[Segmentation mask data]
◆ ◆ ◆ ◆ ◆ ◆ ◆
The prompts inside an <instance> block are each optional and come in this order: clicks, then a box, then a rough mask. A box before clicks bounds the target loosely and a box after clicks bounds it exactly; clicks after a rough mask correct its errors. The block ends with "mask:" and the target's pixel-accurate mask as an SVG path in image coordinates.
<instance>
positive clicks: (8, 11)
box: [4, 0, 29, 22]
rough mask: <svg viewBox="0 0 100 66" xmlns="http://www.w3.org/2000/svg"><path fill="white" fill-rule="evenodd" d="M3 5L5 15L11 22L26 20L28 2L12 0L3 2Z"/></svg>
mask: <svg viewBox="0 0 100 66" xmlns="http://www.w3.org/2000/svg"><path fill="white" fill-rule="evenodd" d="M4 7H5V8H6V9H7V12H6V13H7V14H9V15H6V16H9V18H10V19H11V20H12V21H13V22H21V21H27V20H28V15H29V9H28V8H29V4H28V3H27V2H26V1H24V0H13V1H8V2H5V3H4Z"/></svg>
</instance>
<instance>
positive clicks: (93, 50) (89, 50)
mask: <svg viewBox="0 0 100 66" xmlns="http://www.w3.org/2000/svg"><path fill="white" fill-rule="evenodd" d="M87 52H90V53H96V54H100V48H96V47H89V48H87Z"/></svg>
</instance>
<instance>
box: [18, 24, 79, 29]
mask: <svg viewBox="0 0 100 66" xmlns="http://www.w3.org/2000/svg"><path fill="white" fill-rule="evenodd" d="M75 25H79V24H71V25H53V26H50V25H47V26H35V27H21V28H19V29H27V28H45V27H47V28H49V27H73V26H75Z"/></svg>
◆ ◆ ◆ ◆ ◆ ◆ ◆
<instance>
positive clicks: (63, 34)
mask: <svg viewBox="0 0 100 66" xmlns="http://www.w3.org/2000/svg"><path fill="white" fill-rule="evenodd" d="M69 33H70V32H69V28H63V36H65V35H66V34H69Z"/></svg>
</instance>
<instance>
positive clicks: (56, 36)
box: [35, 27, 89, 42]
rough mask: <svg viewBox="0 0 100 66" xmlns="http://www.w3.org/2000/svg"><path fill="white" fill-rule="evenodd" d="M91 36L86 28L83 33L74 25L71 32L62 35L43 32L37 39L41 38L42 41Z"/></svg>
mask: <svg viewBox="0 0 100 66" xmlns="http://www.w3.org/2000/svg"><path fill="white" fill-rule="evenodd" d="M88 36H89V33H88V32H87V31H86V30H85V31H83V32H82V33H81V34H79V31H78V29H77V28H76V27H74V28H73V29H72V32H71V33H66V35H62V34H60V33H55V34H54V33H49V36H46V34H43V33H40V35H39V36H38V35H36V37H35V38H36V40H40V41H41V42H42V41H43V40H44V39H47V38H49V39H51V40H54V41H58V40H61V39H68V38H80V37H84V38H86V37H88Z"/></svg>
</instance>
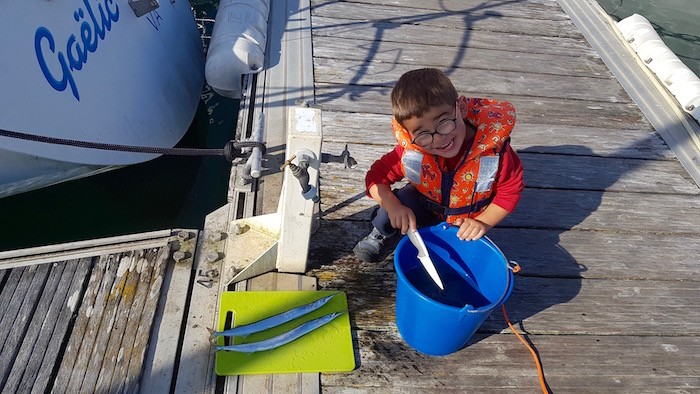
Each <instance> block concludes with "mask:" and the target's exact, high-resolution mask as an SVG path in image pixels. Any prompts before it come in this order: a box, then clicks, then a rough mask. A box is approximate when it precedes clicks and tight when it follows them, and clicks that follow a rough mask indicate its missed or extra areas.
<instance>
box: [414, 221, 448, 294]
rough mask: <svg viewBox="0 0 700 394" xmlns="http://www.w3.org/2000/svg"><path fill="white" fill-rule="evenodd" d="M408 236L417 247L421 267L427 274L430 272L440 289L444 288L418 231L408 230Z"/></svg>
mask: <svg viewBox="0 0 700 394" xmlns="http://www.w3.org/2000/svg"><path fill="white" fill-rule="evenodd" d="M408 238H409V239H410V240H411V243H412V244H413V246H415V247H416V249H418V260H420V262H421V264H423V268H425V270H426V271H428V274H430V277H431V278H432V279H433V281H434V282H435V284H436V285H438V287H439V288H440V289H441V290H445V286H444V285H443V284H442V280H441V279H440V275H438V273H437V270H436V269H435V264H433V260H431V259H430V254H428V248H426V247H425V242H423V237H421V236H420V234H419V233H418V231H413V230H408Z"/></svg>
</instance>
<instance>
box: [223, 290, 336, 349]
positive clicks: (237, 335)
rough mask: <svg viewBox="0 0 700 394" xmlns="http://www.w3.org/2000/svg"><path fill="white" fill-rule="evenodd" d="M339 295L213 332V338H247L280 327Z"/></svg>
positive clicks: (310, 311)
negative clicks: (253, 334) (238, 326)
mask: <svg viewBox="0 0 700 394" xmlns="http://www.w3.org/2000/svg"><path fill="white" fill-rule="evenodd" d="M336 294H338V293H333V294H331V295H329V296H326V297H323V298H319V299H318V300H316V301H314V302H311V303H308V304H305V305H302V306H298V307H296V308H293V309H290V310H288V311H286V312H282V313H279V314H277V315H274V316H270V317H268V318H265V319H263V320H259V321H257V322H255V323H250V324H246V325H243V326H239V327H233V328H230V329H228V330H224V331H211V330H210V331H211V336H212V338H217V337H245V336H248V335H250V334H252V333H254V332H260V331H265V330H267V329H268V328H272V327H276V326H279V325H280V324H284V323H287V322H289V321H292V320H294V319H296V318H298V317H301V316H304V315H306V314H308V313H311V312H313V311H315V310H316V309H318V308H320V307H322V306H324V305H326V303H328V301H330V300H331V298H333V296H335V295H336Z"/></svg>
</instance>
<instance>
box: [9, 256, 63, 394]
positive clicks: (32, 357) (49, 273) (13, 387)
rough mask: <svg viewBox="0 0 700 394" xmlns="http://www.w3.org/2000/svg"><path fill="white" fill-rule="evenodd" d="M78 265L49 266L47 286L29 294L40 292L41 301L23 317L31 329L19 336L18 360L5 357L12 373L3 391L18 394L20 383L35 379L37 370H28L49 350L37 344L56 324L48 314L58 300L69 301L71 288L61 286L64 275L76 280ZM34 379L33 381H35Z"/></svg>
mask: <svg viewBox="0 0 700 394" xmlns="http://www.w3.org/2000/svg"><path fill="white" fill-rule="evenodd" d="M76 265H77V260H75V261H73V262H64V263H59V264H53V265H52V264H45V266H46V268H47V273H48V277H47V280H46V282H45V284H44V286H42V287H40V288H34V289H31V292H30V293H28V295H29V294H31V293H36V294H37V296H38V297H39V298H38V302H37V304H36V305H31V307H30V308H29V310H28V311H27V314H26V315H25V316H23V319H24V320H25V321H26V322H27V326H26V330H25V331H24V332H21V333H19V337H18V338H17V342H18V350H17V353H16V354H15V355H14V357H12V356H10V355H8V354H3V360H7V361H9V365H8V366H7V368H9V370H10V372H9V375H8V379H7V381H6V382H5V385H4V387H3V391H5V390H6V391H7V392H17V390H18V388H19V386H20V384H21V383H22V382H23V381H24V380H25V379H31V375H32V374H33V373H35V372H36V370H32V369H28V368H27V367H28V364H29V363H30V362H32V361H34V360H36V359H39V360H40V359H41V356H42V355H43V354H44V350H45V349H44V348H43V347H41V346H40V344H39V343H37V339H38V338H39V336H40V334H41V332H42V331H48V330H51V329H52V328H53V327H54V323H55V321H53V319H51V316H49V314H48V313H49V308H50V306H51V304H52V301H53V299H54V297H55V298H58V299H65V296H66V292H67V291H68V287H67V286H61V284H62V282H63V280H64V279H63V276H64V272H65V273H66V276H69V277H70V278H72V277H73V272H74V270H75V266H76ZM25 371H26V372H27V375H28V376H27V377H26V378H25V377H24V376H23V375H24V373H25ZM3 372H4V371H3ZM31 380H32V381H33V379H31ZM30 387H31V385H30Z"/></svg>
◆ ◆ ◆ ◆ ◆ ◆ ◆
→ JOB:
Reproduce word for word the entries between the line containing "36L86 28L83 33L74" and the line containing "positive clicks: (310, 311)", both included. Leave the pictures out of your copy.

→ RESULT OF THIS TASK:
rough mask: <svg viewBox="0 0 100 66" xmlns="http://www.w3.org/2000/svg"><path fill="white" fill-rule="evenodd" d="M91 36L86 28L83 33L74 25L71 32L62 35L43 32L37 39L41 38L42 41Z"/></svg>
mask: <svg viewBox="0 0 100 66" xmlns="http://www.w3.org/2000/svg"><path fill="white" fill-rule="evenodd" d="M88 36H89V33H88V32H87V31H86V30H85V31H83V32H82V33H81V34H79V31H78V29H77V28H76V27H74V28H73V29H72V32H71V33H66V35H62V34H60V33H55V34H54V33H49V36H46V34H43V33H40V35H39V36H38V35H36V37H35V38H36V40H40V41H41V42H42V41H43V40H44V39H47V38H49V39H51V40H54V41H58V40H61V39H68V38H80V37H84V38H86V37H88Z"/></svg>
</instance>
Each <instance> block concludes with "mask:" and the target's exact, high-resolution mask as an SVG path in image pixels. Any prompts before it come in this order: a box, then clicks, then a rough mask. A box is approximate when it precedes clicks and tight when it follows them, and clicks that follow a rough mask indicate its missed or extra areas.
<instance>
box: [414, 221, 448, 294]
rough mask: <svg viewBox="0 0 700 394" xmlns="http://www.w3.org/2000/svg"><path fill="white" fill-rule="evenodd" d="M408 236L417 247L421 267L427 274L430 272L440 289L444 288L418 231L408 230Z"/></svg>
mask: <svg viewBox="0 0 700 394" xmlns="http://www.w3.org/2000/svg"><path fill="white" fill-rule="evenodd" d="M408 238H409V239H410V240H411V243H412V244H413V246H415V247H416V249H418V260H420V262H421V264H423V268H425V270H426V271H428V274H430V277H431V278H432V279H433V281H434V282H435V284H436V285H438V287H439V288H440V289H441V290H445V286H444V285H443V284H442V280H441V279H440V275H438V273H437V270H436V269H435V264H433V260H431V259H430V254H428V248H426V247H425V242H423V237H421V236H420V234H419V233H418V231H413V230H408Z"/></svg>
</instance>
<instance>
box: [223, 290, 336, 349]
positive clicks: (237, 335)
rough mask: <svg viewBox="0 0 700 394" xmlns="http://www.w3.org/2000/svg"><path fill="white" fill-rule="evenodd" d="M339 295L213 332V338H247L280 327Z"/></svg>
positive clicks: (310, 311)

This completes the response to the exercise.